>> Start DOCUMENT TEXT

FROM THE OCTOBER 2015 ISSUE OF INVESTMENT ADVISOR
SEPTEMBER 28, 2015
You can design a cogent long-term portfolio for clients using today’s tools, and doing so can help separate your firm from the pack
When listing the most demanding aspects of an investment advisory career, finding clients and maximizing firm efficiency typically rank at the top of the list. Those are certainly valid areas for improvement for many firms, but there is another aspect of the business — efficiently building wealth — that is especially challenging. Creating multi-decade investing plans that can generate sufficient income while keeping clients invested during difficult periods is an exercise in asset allocation, investor psychology and expectations management.
But great challenges often create equally large opportunities. There are more tools now than ever before to design a cogent long-term portfolio. Advisors up to the task should view this as a chance to differentiate their firms in the competitive landscape.
In that context, this article will examine why long-term investing is so challenging and offer a few ways to make the task of efficient portfolio construction more achievable.
There are several reasons why creating a long-term investing plan is so problematic. And as we will see, these reasons are linked together by one common element.
Magnitude of drawdowns. Stock returns tend to look deceptively smooth over long time frames. During normal periods, the economy grows, corporate earnings increase and the return on taking risk in the stock market is positive. But when the economy contracts and earnings drop, stock prices can fall much more rapidly than they rise.
One way to show the performance of the stock market is to use a so-called “mountain chart,” which illustrates the return of (typically) $10,000 invested in equities at a given time. In order to show percentage changes in value more accurately, many investment charts are plotted on a logarithmic scale. There are legitimate reasons to do this, but one unintended consequence is that market volatility appears understated. The risk is that investors will be unprepared for volatility when it occurs and will bail out of stocks at the worst possible time.
Figure 1 (below) shows the total return of the S&P 500 index from 1934 to present. Note that the logarithmic line (blue) looks far less volatile than the linear line (red). This is especially true during the Nasdaq bubble of 2000 and the global financial crisis of 2008, which resulted in massive losses for investors.
A large drawdown does more than merely destroy capital; the damage to an investor’s psyche can also be considerable. After 2008, individual investors remained underinvested in stocks; as a result, many small investors did not gain from the recovery in stock prices. Between 2008 and 2012, individual investors yanked more than $500 billion from U.S. stock mutual funds while adding more than $1 trillion to bond funds during the same period, according to the Investment Company Institute.
It is also important to note that massive market selloffs require even larger recoveries just for clients to get back to break-even point. In the case of the 2008 crash, the market had to double to get back to their highs of 2008. Fortunately, that occurred, but it didn’t happen overnight.
Sequence of Returns. An investor’s sensitivity to the sequence of returns represents another important risk factor. This risk increases when the investor starts to take systematic withdrawals, since at the time the account is usually at its zenith.
Ron Surz of Target Date Solutions suggests a “Benjamin Button” type experiment to illustrate the importance of return sequence risk. He uses a 20-year period of returns for the S&P 500 (1989-2008). Assume a retiree began this time frame with a $1 million portfolio that will be invested in the S&P 500. We will assume a 5% annual withdrawal rate.

>> End DOCUMENT TEXT
>> Start PROVIDED MATERIAL

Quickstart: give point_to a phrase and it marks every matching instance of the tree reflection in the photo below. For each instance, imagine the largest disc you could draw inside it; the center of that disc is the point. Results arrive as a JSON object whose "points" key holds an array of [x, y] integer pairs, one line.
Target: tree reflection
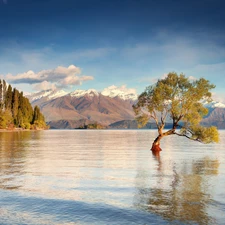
{"points": [[13, 150], [183, 195]]}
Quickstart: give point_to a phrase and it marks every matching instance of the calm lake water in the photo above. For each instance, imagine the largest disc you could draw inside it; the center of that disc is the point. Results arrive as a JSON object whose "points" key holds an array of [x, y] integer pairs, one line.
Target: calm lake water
{"points": [[109, 177]]}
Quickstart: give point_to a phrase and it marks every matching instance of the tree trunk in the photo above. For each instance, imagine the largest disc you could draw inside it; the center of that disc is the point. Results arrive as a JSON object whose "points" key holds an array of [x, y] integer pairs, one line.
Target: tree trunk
{"points": [[156, 144]]}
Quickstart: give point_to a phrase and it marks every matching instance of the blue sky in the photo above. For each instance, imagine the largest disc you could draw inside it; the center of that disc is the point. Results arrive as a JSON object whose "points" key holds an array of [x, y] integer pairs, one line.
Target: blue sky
{"points": [[81, 44]]}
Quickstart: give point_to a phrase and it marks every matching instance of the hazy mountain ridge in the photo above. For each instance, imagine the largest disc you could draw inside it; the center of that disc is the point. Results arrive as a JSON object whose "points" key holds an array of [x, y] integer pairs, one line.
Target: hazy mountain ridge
{"points": [[88, 105], [111, 108]]}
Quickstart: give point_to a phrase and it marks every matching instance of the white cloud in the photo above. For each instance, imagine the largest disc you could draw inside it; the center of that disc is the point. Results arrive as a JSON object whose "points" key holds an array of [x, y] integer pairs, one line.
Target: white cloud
{"points": [[122, 92], [45, 85], [60, 77]]}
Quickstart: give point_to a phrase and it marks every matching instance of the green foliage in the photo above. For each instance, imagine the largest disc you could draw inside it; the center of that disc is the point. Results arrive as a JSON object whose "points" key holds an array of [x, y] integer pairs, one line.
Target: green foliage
{"points": [[180, 99], [16, 110], [5, 119]]}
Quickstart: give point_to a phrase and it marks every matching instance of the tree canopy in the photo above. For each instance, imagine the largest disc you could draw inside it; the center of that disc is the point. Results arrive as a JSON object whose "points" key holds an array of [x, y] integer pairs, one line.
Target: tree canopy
{"points": [[180, 100], [16, 110]]}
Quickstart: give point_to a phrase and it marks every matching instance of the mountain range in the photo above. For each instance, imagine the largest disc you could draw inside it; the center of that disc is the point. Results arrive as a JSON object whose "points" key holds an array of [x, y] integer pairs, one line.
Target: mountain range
{"points": [[112, 108]]}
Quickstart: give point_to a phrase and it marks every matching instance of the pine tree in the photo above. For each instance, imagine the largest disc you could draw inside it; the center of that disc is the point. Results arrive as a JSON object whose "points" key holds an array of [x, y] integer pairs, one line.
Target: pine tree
{"points": [[15, 105]]}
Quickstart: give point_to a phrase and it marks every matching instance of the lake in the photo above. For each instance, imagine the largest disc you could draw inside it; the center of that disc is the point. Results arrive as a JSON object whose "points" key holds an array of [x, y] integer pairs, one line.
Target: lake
{"points": [[109, 177]]}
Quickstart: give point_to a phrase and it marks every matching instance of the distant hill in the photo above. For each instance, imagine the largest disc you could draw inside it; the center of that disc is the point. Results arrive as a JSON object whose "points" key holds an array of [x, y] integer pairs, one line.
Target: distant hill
{"points": [[111, 108], [87, 105]]}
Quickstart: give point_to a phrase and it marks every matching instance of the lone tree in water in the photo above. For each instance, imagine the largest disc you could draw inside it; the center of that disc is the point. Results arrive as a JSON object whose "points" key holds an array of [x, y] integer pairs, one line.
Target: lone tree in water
{"points": [[179, 99]]}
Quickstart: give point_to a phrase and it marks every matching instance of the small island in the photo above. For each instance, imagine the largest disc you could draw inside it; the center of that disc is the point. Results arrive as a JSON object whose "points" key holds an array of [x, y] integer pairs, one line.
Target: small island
{"points": [[16, 112]]}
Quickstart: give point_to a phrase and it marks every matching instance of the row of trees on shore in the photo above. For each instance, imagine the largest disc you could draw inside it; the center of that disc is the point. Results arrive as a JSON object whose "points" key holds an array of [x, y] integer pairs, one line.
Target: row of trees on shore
{"points": [[16, 110]]}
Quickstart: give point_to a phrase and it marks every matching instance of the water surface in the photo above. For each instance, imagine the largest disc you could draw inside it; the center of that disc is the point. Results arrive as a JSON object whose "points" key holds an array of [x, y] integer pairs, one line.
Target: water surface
{"points": [[109, 177]]}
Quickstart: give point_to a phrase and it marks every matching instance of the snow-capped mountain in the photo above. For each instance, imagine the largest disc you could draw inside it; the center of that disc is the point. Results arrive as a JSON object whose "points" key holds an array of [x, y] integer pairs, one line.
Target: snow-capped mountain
{"points": [[108, 106], [112, 92], [85, 105], [122, 92], [81, 93], [48, 94]]}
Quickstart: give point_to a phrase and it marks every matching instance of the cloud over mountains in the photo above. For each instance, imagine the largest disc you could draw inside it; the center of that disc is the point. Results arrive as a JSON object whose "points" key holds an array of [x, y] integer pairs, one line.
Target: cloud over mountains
{"points": [[59, 77]]}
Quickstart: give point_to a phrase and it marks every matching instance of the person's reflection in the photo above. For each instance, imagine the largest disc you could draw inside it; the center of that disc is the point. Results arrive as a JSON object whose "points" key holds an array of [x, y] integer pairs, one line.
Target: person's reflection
{"points": [[183, 195]]}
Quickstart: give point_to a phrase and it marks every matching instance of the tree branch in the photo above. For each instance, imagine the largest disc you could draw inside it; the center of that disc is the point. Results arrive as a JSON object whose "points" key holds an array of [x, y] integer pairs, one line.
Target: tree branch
{"points": [[184, 135]]}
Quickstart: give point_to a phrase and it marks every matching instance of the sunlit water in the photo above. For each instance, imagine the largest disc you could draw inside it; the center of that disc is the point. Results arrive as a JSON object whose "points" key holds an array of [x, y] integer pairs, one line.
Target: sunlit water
{"points": [[109, 177]]}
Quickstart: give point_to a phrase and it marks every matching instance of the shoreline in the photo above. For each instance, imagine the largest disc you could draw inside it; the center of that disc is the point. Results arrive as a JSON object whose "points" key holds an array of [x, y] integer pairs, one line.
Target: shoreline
{"points": [[18, 130]]}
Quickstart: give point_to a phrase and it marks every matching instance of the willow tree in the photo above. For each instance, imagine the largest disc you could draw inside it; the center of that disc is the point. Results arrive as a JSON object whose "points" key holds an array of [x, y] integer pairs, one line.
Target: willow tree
{"points": [[178, 100]]}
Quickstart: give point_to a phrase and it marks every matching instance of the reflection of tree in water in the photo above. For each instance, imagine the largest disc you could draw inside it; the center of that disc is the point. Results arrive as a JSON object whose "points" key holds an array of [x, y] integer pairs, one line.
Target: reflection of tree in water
{"points": [[13, 150], [182, 196]]}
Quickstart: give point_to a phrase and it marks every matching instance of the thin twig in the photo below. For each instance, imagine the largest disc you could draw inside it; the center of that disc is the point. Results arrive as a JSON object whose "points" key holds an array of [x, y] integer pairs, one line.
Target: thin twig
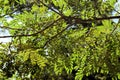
{"points": [[34, 34], [114, 28], [57, 34], [5, 27]]}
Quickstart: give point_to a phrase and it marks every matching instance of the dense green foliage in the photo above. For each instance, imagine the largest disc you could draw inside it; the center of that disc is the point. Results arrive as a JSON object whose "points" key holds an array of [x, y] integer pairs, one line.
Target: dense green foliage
{"points": [[60, 40]]}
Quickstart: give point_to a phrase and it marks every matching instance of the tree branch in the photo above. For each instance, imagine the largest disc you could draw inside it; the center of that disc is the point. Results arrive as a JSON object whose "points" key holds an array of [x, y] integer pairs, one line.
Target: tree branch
{"points": [[34, 34], [57, 34]]}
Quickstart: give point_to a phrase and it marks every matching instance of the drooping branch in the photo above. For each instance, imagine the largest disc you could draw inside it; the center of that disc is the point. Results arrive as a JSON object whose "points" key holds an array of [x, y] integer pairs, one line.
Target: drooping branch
{"points": [[49, 40], [34, 34]]}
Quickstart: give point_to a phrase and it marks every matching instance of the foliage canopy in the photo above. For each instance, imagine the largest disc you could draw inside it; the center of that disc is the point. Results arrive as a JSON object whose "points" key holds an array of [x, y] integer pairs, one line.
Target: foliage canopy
{"points": [[60, 39]]}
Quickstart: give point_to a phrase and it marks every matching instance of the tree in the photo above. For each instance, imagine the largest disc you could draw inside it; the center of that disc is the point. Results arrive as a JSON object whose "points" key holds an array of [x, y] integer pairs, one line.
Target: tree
{"points": [[60, 39]]}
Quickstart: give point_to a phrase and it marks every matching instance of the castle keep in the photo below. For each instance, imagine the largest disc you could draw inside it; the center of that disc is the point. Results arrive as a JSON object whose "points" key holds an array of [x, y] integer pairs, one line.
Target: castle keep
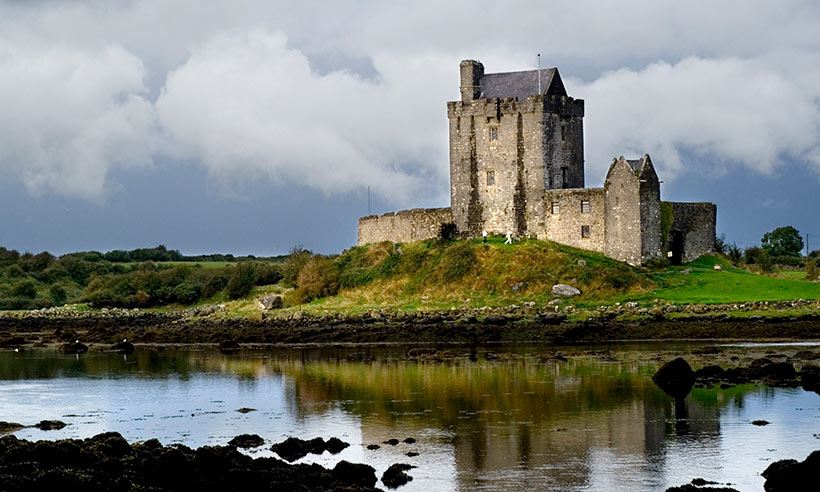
{"points": [[517, 166]]}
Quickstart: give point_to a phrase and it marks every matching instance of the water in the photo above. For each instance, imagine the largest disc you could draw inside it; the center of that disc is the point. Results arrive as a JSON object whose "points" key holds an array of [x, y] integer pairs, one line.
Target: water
{"points": [[484, 418]]}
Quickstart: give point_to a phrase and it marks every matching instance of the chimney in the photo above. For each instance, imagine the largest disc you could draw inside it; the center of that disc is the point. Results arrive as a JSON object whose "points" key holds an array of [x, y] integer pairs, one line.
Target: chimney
{"points": [[471, 73]]}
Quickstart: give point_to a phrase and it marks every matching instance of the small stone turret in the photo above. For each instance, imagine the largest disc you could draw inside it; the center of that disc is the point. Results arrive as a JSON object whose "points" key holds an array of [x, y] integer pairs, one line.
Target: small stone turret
{"points": [[471, 73]]}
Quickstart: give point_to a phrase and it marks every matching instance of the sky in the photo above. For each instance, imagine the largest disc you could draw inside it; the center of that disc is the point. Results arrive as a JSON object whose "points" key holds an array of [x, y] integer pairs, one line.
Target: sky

>> End PROVIDED MATERIAL

- TASK LIST:
1 – List every dollar amount that appears in the investment article.
2 – Please answer these questions using the investment article:
(a) Which index does Figure 1 track, and starting in what year?
(b) According to the Investment Company Institute, how much did individual investors add to bond funds between 2008 and 2012?
(c) What annual withdrawal rate does the retiree experiment assume?
3 – According to the investment article, what risk comes from plotting market charts on a logarithmic scale?

- ANSWERS BY TASK:
1 – $10,000; more than $500 billion; more than $1 trillion; $1 million

2 –
(a) The S&P 500 index, from 1934.
(b) More than $1 trillion.
(c) 5%.

3 – A logarithmic scale makes market volatility look smaller than it really is. As a result, investors may be unprepared when volatility happens and may sell out of stocks at the worst possible time.